=== Source passage ===

It’s very odd to think about being sick from various perspectives. You’d think being sick is being sick: a miserable state of being in which you are prevented from doing all of things you want to do because your corporeal being seems insistent upon punishing you for what may or may not be your fault.

Obviously, I’m not happy to be sick. No one enjoys simultaneously shivering while sweating through your bedsheets, coughing so hard you think your deltoids will pop out of your back, and picking crust out of your eyes so you can see to find the tissue box on the floor, amongst other flu-related activities. Plus, being sick away from home is terrible, much less in a foreign country. Not only is your mother not around to make you chicken soup, but there is no television in your bedroom, you can’t wash the germs out of your bedsheets unless you want to spend four pounds (i.e. $8) and drag your hurting body up and down multiple flights of stairs, you don’t know what sort of medicine to buy (the same way you didn’t know what sort of food to buy when you first arrived), and you can’t even call anyone to complain about your condition because of the time difference—they’re all still sound asleep.

This all being said, I realized that I am far happier to have gotten sick here in the UK than if I stayed at UR this semester. Why? Because had I stayed at UR, I would have continued to train with the swim team for UAAs, and if I had gotten sick at this exact same time, all that work would have been for nothing. Well, the work would not have been for nothing—the work is reward in itself—but all that training and anticipation would have led to extreme disappointment.

===

* [Brief A]: Reproduce the stretch of the passage about being sick from "This all being" through "to extreme disappointment.".
* [Brief B]: According to the passage about being sick, how much does it cost to wash the bedsheets?
The items after the passage about being sick are separate material and unrelated to it.

=== Extracted entries ===

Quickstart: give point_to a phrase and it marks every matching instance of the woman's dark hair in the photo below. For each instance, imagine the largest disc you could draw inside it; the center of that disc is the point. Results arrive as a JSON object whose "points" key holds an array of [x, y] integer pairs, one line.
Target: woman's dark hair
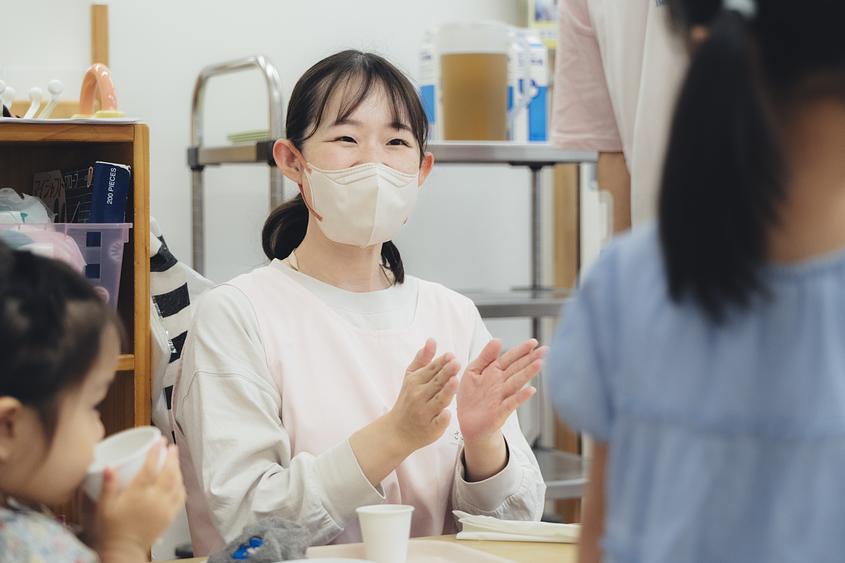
{"points": [[724, 177], [51, 325], [358, 74]]}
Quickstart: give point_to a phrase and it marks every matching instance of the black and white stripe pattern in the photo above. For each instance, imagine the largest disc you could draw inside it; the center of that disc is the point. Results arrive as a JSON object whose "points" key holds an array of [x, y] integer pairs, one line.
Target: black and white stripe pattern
{"points": [[172, 286]]}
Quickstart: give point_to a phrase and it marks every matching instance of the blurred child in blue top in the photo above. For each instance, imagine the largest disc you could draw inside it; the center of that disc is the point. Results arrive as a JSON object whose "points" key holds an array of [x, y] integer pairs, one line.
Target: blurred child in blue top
{"points": [[706, 354]]}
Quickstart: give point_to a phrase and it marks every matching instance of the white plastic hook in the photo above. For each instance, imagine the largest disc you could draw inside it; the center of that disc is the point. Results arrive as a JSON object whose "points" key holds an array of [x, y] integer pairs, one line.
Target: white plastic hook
{"points": [[7, 95], [55, 87], [35, 95]]}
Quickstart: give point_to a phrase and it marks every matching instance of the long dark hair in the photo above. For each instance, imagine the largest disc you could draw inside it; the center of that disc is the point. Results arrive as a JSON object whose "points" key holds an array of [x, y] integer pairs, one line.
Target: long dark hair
{"points": [[51, 324], [358, 73], [724, 177]]}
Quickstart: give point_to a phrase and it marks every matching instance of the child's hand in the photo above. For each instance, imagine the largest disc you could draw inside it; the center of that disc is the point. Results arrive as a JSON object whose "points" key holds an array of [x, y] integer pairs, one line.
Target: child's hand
{"points": [[129, 521]]}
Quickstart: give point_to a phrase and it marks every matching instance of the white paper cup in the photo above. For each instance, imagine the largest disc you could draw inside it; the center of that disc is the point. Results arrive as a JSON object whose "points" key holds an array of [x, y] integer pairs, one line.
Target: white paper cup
{"points": [[386, 529], [125, 453]]}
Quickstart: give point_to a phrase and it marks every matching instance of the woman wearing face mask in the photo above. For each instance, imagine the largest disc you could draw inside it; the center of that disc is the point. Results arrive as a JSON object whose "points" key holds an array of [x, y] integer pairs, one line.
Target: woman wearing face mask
{"points": [[330, 379]]}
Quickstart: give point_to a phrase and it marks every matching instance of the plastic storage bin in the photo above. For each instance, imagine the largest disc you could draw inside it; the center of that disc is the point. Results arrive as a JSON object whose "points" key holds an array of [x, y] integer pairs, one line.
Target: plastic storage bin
{"points": [[100, 248]]}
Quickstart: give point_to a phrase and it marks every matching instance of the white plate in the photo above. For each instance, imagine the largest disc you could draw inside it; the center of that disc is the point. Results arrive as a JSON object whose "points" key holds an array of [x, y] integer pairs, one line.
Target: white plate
{"points": [[324, 560]]}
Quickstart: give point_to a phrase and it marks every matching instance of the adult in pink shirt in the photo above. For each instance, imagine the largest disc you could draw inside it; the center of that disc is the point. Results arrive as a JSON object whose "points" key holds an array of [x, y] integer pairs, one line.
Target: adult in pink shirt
{"points": [[618, 69], [329, 379]]}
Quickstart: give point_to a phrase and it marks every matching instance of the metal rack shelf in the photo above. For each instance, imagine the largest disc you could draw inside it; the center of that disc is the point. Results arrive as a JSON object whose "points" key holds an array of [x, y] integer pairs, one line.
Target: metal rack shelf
{"points": [[531, 303], [537, 301], [531, 155], [563, 472]]}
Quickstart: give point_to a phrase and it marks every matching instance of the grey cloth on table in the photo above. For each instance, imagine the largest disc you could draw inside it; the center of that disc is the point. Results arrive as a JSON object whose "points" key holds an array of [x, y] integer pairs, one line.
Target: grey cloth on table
{"points": [[267, 541]]}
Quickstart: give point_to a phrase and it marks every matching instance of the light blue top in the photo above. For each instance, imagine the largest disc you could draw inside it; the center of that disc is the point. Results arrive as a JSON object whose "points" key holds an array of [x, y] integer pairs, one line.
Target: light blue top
{"points": [[727, 444]]}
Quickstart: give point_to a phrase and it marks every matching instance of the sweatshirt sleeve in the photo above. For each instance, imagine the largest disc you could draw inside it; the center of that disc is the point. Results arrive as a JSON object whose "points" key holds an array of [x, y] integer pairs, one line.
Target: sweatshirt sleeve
{"points": [[228, 414], [518, 491]]}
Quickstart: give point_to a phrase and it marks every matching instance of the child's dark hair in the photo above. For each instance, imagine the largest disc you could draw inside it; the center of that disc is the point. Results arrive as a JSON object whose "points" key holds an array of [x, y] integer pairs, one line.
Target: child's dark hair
{"points": [[724, 177], [358, 74], [51, 325]]}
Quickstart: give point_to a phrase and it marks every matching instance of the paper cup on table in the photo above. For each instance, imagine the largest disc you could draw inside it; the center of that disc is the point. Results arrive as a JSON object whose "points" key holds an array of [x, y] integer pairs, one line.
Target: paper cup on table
{"points": [[125, 453], [386, 529]]}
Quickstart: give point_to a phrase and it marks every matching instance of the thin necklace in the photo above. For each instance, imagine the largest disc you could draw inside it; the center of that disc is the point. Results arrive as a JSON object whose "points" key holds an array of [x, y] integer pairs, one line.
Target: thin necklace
{"points": [[293, 262]]}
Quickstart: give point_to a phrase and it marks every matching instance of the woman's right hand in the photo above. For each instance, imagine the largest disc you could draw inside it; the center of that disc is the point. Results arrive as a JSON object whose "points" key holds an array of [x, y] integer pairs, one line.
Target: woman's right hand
{"points": [[419, 415], [128, 521]]}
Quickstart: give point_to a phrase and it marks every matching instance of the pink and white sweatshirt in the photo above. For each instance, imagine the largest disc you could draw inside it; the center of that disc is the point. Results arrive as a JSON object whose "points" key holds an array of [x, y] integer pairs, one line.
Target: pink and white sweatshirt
{"points": [[280, 369]]}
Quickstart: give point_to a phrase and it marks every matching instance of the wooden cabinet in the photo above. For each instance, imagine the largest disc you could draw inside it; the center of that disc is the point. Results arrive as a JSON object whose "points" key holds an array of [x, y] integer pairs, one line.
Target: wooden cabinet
{"points": [[27, 148]]}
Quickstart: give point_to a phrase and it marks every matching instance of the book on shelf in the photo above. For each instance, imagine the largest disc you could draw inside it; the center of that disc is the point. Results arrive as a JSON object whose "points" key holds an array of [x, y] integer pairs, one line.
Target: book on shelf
{"points": [[109, 192], [95, 194]]}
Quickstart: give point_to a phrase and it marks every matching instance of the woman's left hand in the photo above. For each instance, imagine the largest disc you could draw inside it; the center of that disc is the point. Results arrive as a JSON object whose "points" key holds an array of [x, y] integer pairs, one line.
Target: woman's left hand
{"points": [[492, 388]]}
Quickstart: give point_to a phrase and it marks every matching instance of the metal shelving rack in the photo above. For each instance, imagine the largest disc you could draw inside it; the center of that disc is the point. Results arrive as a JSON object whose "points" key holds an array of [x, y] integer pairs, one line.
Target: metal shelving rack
{"points": [[200, 156], [564, 473]]}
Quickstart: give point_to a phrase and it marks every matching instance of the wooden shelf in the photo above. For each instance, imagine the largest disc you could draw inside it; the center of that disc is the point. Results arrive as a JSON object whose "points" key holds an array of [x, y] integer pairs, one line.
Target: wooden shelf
{"points": [[126, 362], [66, 132]]}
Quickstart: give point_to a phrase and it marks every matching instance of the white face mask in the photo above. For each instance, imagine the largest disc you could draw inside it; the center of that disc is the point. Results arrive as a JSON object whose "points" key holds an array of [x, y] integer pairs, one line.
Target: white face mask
{"points": [[363, 205]]}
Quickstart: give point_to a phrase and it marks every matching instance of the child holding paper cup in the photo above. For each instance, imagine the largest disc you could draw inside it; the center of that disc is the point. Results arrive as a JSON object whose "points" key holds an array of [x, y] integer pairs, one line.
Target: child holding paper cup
{"points": [[59, 344]]}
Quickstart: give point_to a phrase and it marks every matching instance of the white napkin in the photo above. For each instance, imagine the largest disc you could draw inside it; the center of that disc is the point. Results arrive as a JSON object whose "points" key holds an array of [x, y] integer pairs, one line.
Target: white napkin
{"points": [[493, 529]]}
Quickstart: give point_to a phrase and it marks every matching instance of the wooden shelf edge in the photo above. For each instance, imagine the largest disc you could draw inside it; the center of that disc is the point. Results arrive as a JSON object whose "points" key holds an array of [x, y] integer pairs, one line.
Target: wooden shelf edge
{"points": [[126, 362], [66, 132]]}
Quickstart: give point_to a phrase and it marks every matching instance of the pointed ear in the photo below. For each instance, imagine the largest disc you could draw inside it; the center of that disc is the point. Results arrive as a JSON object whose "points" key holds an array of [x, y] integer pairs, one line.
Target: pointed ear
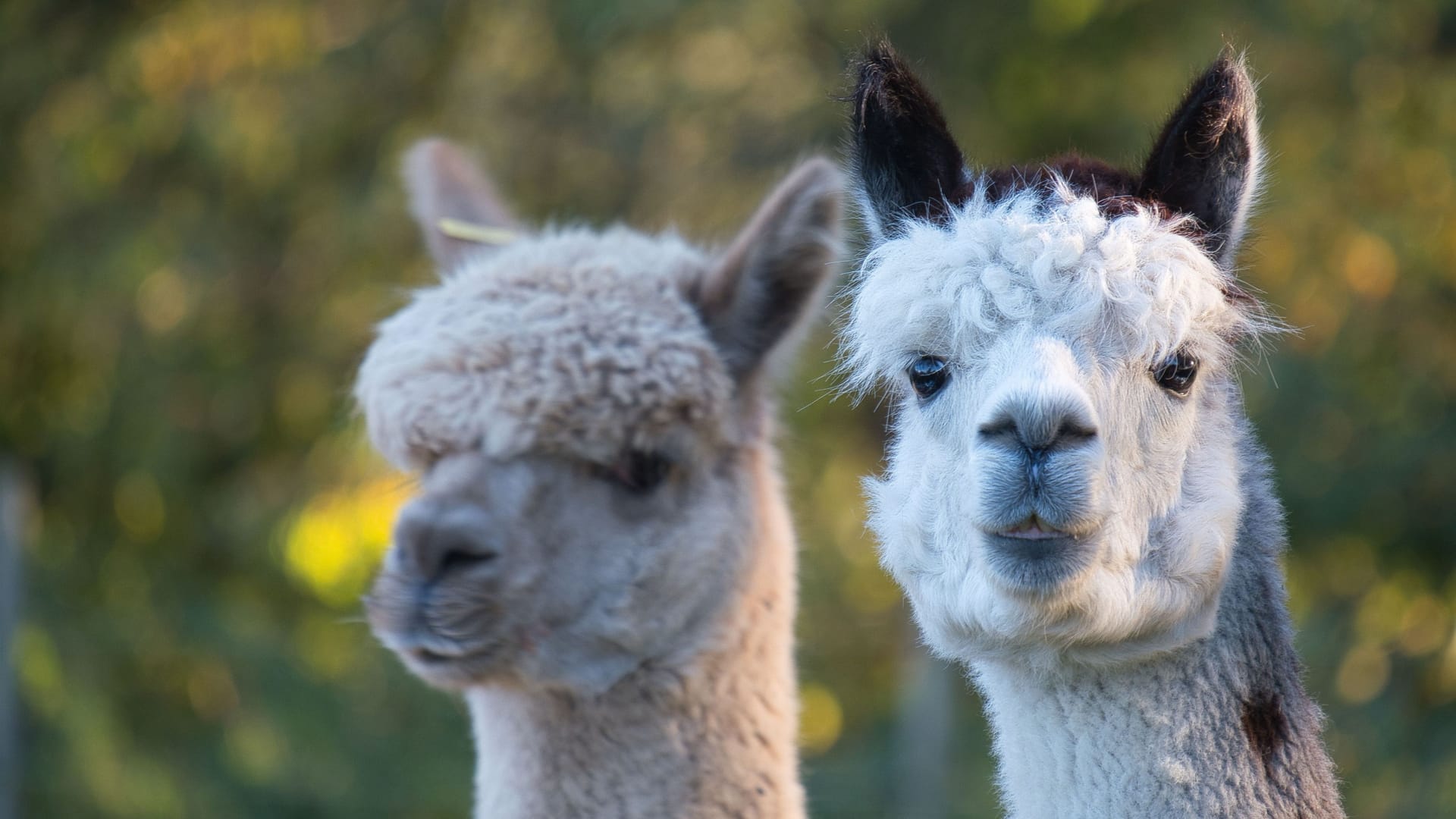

===

* [Answer area A]:
This all being said, I realized that I am far happier to have gotten sick here in the UK than if I stayed at UR this semester. Why? Because had I stayed at UR, I would have continued to train with the swim team for UAAs, and if I had gotten sick at this exact same time, all that work would have been for nothing. Well, the work would not have been for nothing—the work is reward in itself—but all that training and anticipation would have led to extreme disappointment.

* [Answer area B]: Four pounds ($8).